-- Opening Marker --

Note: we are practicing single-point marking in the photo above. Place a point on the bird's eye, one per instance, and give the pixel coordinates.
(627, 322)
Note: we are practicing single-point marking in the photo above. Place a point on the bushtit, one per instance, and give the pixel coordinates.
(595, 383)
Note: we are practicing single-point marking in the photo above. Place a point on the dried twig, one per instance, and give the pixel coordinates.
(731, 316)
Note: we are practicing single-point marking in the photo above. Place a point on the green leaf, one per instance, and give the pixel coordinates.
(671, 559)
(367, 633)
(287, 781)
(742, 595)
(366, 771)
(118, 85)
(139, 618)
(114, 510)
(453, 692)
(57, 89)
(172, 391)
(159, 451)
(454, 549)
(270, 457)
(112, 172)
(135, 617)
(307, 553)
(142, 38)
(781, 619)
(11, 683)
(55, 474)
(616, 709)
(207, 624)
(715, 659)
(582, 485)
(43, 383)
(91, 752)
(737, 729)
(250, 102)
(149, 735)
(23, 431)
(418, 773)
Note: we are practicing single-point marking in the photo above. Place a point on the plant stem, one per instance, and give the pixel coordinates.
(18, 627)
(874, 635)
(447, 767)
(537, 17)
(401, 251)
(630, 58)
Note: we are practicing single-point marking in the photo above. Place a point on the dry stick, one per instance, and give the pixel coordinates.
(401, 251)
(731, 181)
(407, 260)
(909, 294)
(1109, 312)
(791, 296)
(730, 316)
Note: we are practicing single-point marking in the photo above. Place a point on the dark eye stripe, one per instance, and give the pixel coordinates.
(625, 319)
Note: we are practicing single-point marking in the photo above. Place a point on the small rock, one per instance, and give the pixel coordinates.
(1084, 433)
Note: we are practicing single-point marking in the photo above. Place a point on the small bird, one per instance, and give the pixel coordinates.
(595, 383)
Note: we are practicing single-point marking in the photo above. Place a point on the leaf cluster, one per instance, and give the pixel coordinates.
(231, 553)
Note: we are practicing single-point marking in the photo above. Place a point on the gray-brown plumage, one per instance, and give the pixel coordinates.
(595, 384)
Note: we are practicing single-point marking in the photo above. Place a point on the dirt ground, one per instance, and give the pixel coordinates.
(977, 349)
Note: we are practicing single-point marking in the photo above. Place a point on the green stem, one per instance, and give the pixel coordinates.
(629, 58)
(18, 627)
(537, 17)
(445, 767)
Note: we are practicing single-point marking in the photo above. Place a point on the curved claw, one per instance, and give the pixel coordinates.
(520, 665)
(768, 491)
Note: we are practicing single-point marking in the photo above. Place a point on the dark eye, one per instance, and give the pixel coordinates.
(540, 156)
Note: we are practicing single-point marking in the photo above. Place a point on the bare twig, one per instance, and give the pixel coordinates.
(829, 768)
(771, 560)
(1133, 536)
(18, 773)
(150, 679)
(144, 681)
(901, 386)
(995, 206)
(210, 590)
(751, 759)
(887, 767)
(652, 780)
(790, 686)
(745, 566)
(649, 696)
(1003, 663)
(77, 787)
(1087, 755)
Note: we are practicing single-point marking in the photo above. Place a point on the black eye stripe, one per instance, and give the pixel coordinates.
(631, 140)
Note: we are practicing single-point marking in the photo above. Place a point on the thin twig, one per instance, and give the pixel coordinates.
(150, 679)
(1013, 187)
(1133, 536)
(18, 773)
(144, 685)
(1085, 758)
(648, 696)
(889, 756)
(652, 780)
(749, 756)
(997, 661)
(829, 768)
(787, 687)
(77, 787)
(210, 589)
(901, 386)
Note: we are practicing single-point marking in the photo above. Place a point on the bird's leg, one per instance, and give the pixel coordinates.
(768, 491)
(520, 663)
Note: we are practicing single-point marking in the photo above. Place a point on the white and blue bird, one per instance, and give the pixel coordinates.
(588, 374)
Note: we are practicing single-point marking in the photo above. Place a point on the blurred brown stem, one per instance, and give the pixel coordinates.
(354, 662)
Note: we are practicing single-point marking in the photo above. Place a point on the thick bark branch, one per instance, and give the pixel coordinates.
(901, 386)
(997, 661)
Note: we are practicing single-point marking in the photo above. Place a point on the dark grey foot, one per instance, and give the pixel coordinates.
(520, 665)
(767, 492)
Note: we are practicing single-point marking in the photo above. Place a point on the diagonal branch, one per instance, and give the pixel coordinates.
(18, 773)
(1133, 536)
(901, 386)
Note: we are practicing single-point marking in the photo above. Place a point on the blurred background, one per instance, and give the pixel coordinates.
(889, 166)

-- Closing Marker --

Print the records once more, exactly as they were given.

Note: we are practicing single-point marking in the photo above. Place a point on the bird's eye, one per instance, and give the pixel coordinates.
(627, 322)
Note: we are practicing single-point marking in the photo above. Place a point on the bushtit, one per instance, and give the pixel coordinates.
(595, 383)
Note: we are practicing single-point marking in the photo above. Place a point on the dried twig, one per instance, and give the pixel coordinates.
(731, 316)
Note: we are practicing single-point marking in the photo above. Place a point on the green leaf, one per instance, and give the pixel coordinates.
(671, 559)
(367, 633)
(287, 781)
(742, 595)
(366, 771)
(118, 85)
(139, 618)
(114, 510)
(453, 692)
(57, 89)
(172, 391)
(159, 451)
(454, 549)
(270, 457)
(112, 172)
(135, 617)
(307, 553)
(142, 38)
(781, 619)
(11, 683)
(55, 474)
(616, 709)
(207, 624)
(715, 659)
(582, 485)
(43, 383)
(91, 752)
(737, 729)
(250, 102)
(149, 735)
(23, 431)
(418, 773)
Note: we are practicing single-point marking in the photo above. Place a point on the plant stem, one per instance, and give the pixel coordinates.
(18, 627)
(874, 635)
(447, 767)
(537, 17)
(401, 251)
(630, 58)
Note: we are practicing single-point marking in the photo above. Place a point on the dry stick, one per instance, and give the pixel coordinates.
(401, 251)
(731, 181)
(407, 260)
(909, 294)
(1109, 312)
(791, 296)
(730, 316)
Note: we are practicing single-point marking in the photo above. Place a point on the dark eye stripe, one per instance, and give the pixel coordinates.
(625, 319)
Note: we are practicing single-point marking in the photo above. Place a point on the small rock, one per instance, and give the pixel coordinates.
(1084, 433)
Note: we are practicing single-point marking in the photo above. Place a point on the small bird, one per instance, and give the pixel coordinates.
(595, 383)
Note: we are practicing single-point marking in the photo above. Place a point on the leaf cluster, one per instance, and give the pixel coordinates.
(231, 553)
Note: we are practicing single-point marking in the photo above. Place a point on the gray-brown plumage, one per instance, and give the pixel coordinates.
(595, 384)
Note: we are practicing single-point marking in the photo above. Place a point on the dirt ground, one per instance, and give the pixel coordinates.
(977, 349)
Note: we are practicing single-point marking in the photo above. Place a point on the green stem, one per instance, and give the pixel coordinates.
(629, 58)
(18, 627)
(537, 17)
(445, 767)
Note: we are practicing single-point marking in the photo above. Place a point on the curved claw, one per instance, and give the pixel coordinates.
(520, 665)
(768, 491)
Note: we are practicing single-point marking in the photo above. Place a point on the dark eye, one per instance, and give the pixel coordinates.
(540, 156)
Note: we are practicing single-point marking in the photo above. Place a point on the bare twig, one per instance, and give the pixel coordinates.
(829, 768)
(771, 560)
(1133, 536)
(18, 773)
(150, 679)
(144, 681)
(901, 386)
(995, 206)
(210, 590)
(751, 759)
(887, 767)
(652, 780)
(790, 686)
(745, 566)
(649, 696)
(1003, 663)
(77, 787)
(1087, 755)
Note: we are practicing single-point marking in the photo above. Place a point on the black eye stripe, one per instance, and give the pixel coordinates.
(631, 140)
Note: we are practicing single-point marking in the photo above. Place a point on the thin twig, one per instance, and give the pixel coordinates.
(150, 679)
(1013, 187)
(1133, 536)
(18, 773)
(144, 685)
(1085, 758)
(648, 696)
(889, 756)
(652, 780)
(749, 756)
(997, 661)
(829, 768)
(787, 687)
(77, 787)
(210, 589)
(901, 386)
Note: we are practicing single-point marking in the photo above. Place a point on the bird's leg, one per instance, and give the pixel coordinates.
(768, 491)
(520, 663)
Note: we are practicing single-point marking in the photo above. Place a point on the white and blue bird, one per instance, and give the pixel coordinates.
(588, 374)
Note: we are practicing single-point marking in the photo above. Place a point on the blurred brown stem, one per instance, and give the pixel coordinates.
(354, 662)
Note: we are practicing single-point marking in the photo above. Place a point on the thick bark branch, one per instance, and give the pixel coordinates.
(901, 386)
(997, 661)
Note: we are practicing single-point marking in the photo above. Place a point on the dark grey foot, one per instance, and give the pixel coordinates.
(520, 665)
(767, 492)
Note: we are practicing single-point marking in the photo above. Place a point on the diagonal branch, one per instance, and give the pixel coordinates.
(18, 773)
(1133, 536)
(901, 386)
Note: we are practicing single-point marking in the photo above. Place a point on the blurred background, one per instance, and give the pixel coordinates.
(889, 166)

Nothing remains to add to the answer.